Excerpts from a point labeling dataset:

----------

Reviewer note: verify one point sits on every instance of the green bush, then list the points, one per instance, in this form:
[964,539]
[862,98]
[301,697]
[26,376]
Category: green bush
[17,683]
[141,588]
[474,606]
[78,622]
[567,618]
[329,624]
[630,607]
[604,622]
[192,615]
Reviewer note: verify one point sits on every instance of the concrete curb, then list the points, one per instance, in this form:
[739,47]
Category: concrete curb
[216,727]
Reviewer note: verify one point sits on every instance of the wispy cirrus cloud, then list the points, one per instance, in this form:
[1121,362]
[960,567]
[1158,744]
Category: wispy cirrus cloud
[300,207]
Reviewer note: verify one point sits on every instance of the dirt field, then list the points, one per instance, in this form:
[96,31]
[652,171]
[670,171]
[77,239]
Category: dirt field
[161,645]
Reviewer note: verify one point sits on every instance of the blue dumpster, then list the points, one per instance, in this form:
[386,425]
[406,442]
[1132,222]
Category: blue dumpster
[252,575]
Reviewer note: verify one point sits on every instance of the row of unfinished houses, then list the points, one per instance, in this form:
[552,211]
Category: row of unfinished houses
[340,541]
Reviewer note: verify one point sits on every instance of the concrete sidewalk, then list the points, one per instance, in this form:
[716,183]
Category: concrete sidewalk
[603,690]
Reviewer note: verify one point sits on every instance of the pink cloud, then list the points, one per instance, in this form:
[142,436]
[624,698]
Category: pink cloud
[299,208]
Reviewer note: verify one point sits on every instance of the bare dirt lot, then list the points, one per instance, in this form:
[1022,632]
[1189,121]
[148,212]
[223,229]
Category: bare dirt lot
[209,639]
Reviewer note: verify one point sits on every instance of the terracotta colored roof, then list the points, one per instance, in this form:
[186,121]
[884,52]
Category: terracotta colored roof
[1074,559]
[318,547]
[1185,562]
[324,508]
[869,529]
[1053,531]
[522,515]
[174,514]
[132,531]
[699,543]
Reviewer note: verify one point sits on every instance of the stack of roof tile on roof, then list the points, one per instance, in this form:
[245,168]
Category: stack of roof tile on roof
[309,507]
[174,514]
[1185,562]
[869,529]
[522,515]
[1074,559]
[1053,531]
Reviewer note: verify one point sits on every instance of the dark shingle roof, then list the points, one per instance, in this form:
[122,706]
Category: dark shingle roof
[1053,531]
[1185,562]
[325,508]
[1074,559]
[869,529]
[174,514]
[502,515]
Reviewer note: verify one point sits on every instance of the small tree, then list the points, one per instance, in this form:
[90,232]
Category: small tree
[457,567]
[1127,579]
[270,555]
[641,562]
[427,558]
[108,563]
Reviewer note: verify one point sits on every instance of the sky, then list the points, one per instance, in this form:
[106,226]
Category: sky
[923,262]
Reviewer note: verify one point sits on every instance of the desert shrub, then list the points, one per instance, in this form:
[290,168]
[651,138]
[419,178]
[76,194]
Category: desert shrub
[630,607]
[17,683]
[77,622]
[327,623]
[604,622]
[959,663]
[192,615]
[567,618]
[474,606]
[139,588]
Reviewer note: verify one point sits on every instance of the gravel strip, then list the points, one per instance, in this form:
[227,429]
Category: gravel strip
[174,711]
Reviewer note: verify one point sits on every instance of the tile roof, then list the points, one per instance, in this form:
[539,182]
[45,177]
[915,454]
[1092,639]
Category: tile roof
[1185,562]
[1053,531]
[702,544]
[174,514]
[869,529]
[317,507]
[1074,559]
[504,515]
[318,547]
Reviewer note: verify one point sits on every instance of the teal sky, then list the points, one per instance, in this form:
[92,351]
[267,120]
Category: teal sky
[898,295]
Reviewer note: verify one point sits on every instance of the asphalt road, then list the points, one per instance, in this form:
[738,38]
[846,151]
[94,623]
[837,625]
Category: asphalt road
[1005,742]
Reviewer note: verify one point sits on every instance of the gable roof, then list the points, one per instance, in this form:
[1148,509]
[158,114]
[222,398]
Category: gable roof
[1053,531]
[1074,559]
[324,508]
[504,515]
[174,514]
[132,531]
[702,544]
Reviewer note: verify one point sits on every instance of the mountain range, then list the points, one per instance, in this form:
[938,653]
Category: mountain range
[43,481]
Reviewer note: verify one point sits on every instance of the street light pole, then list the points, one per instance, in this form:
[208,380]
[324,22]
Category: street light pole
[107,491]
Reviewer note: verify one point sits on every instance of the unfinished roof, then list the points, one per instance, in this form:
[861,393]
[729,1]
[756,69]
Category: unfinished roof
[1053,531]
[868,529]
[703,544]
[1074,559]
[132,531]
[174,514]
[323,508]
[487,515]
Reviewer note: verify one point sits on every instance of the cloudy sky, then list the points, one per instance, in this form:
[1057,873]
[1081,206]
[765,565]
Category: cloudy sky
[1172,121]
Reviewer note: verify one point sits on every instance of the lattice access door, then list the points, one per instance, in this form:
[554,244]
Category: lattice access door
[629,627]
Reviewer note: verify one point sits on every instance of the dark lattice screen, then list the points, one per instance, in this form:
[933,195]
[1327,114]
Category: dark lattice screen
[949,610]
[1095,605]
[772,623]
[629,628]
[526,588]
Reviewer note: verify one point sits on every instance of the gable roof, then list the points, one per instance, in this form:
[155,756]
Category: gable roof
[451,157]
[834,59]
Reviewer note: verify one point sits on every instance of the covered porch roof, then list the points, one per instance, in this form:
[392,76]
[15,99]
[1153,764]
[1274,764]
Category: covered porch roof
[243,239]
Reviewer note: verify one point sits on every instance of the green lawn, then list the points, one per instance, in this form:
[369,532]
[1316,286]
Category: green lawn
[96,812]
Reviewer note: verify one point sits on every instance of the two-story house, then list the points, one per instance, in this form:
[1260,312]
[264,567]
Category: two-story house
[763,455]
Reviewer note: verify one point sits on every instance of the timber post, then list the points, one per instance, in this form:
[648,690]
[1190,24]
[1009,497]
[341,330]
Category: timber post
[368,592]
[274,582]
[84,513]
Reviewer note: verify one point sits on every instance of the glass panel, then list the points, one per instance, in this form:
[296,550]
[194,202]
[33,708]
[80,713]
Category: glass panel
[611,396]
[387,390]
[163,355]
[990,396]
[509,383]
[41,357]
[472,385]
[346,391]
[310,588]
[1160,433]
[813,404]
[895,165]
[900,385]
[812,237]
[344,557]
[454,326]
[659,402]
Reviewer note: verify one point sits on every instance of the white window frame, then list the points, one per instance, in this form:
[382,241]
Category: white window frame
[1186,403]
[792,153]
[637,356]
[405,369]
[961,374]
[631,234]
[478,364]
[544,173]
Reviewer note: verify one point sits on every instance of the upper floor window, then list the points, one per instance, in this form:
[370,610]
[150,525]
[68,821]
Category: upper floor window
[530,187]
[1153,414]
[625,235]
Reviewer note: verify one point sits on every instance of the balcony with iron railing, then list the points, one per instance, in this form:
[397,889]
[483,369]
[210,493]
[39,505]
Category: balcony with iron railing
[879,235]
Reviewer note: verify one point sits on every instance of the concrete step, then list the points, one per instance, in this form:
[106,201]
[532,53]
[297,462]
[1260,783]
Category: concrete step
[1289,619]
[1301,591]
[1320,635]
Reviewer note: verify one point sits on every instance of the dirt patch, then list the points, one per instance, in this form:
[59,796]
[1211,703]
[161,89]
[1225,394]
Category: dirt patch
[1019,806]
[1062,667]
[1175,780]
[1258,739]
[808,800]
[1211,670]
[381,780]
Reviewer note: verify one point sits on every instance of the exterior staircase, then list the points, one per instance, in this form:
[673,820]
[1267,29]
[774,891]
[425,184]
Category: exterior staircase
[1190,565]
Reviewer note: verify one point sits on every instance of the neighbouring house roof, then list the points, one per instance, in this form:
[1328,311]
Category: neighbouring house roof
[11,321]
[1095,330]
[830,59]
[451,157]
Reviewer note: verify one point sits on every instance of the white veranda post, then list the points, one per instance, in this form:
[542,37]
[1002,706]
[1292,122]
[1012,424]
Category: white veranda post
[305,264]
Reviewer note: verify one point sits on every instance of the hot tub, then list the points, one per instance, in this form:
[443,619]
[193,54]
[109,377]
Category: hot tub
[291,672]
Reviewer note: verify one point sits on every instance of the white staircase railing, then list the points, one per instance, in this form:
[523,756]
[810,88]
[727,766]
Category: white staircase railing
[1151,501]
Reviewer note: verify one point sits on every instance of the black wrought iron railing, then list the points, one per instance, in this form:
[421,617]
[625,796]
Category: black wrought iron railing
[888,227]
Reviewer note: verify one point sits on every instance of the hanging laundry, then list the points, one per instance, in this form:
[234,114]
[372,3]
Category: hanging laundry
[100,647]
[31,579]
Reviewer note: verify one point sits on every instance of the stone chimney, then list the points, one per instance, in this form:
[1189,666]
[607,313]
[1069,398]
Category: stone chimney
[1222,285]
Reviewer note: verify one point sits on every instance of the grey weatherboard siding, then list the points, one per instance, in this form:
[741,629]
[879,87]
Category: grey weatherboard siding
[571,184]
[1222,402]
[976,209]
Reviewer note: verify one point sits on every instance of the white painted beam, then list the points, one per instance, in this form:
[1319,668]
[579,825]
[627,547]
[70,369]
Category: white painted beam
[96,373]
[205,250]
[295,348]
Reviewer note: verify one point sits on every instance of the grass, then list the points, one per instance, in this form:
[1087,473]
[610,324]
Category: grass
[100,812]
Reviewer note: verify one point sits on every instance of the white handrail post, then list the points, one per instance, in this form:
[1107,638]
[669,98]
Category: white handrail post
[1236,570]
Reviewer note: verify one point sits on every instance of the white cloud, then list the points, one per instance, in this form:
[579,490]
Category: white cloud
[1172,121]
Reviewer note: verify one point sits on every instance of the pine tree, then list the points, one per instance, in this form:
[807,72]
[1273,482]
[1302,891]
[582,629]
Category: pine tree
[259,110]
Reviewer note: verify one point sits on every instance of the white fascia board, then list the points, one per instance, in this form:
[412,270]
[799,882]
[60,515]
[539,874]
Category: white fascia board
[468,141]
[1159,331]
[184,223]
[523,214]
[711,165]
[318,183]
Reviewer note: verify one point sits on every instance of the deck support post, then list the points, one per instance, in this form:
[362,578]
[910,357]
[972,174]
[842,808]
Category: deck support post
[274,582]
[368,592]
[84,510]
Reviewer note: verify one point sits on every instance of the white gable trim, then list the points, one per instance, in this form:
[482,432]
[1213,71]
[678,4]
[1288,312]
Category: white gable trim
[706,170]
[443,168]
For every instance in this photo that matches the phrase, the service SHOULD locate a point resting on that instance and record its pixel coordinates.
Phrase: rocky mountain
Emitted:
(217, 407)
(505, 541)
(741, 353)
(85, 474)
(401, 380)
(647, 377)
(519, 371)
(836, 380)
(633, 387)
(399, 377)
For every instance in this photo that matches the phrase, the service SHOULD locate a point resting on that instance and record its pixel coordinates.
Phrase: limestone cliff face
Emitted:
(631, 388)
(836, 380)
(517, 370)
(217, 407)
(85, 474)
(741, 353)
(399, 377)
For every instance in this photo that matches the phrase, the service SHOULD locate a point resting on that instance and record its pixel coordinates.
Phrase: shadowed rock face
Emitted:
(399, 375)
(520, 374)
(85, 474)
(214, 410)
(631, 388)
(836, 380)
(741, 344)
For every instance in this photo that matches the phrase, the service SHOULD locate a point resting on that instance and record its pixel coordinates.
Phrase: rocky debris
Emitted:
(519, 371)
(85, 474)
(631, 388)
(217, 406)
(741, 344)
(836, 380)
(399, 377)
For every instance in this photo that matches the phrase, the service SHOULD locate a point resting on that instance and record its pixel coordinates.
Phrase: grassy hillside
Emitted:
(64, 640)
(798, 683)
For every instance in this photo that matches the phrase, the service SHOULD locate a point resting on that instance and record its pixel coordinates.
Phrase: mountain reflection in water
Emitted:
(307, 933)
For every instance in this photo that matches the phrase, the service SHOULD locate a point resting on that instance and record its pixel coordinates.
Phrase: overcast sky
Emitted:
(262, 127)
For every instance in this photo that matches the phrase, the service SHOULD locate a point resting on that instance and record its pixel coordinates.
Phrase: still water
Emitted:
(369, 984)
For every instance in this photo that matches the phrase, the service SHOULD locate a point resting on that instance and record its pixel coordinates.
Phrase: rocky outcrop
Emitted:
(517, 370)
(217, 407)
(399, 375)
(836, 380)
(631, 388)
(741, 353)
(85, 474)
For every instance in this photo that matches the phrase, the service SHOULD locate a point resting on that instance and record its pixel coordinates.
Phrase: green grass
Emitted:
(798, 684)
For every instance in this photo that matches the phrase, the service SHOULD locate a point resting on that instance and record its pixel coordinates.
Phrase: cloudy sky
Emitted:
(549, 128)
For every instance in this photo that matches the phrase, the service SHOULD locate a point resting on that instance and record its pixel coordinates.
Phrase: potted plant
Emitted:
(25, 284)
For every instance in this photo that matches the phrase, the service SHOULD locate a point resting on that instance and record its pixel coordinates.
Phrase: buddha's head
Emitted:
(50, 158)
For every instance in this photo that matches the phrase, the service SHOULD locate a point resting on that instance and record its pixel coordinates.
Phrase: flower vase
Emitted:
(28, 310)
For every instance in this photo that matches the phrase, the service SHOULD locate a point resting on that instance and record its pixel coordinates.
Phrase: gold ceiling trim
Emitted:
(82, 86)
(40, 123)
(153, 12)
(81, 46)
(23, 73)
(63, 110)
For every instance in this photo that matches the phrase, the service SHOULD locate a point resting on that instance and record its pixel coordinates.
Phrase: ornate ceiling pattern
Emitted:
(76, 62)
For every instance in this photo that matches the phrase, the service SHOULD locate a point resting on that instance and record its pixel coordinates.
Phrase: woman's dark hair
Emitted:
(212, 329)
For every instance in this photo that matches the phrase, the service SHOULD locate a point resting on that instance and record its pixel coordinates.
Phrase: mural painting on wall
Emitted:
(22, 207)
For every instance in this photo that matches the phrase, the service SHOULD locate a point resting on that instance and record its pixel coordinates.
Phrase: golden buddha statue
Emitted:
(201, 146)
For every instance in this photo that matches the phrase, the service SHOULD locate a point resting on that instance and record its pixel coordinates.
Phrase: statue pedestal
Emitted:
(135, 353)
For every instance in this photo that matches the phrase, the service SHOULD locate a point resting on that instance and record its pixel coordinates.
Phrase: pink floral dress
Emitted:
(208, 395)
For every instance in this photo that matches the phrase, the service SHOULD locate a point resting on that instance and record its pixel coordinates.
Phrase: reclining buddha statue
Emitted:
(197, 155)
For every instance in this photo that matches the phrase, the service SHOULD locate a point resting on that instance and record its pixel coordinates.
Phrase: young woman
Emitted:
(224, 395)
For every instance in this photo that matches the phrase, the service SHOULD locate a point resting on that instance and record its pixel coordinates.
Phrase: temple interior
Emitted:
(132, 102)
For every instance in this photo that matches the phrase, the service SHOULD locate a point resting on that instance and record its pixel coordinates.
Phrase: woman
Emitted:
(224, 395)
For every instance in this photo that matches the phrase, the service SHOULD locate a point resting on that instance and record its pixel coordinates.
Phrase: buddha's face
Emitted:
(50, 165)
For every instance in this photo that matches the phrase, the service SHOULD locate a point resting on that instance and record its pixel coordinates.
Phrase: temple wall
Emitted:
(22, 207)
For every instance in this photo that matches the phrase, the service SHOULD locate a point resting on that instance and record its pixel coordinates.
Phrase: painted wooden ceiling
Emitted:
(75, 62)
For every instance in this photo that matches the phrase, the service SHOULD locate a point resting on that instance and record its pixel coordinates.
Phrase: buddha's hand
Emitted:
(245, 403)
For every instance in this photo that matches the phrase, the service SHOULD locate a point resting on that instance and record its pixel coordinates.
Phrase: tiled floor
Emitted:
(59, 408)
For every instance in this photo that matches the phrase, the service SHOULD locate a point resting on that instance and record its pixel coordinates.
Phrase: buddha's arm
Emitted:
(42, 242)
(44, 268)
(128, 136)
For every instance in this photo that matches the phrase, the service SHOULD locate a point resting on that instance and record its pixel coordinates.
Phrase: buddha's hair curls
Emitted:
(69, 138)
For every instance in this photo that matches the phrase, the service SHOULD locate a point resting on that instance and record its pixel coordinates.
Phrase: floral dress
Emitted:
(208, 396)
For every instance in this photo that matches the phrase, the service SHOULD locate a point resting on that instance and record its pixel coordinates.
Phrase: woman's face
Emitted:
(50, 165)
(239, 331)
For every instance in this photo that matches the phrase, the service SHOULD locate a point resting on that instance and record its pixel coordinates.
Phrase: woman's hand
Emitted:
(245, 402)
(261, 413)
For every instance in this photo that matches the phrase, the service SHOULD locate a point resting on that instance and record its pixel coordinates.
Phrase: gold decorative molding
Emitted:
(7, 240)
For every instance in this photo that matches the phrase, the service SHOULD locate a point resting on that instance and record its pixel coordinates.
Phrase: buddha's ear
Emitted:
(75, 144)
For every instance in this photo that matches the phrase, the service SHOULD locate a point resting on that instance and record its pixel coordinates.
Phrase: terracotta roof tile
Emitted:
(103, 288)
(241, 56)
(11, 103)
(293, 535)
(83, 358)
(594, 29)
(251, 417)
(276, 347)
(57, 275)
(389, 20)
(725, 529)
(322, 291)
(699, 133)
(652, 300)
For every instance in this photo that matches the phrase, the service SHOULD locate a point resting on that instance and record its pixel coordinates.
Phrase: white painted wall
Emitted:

----------

GOAL OF THE EXERCISE:
Select every line of the material above that contains the word "access", and copy each one in full. Case counts.

COMPLETED TASK:
Reviewer note: verify one point sits on every instance of the lattice access door, then list the points, one per instance, in this form:
Category: lattice access door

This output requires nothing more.